Data lines:
══════

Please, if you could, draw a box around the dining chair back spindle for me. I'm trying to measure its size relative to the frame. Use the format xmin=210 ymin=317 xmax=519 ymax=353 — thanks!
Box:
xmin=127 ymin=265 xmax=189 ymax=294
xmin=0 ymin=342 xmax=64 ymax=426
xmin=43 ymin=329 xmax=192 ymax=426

══════

- [Brief]: Rewrite the listing with "dining chair" changed to "kitchen chair" and nothing else altered.

- [Finished answer]:
Please, if you could, draw a box around the kitchen chair back spindle for me. I'm trying to measure its size relative to the frame. Use the format xmin=210 ymin=317 xmax=519 ymax=353 — thanks!
Box:
xmin=127 ymin=265 xmax=189 ymax=294
xmin=0 ymin=342 xmax=64 ymax=426
xmin=43 ymin=329 xmax=192 ymax=426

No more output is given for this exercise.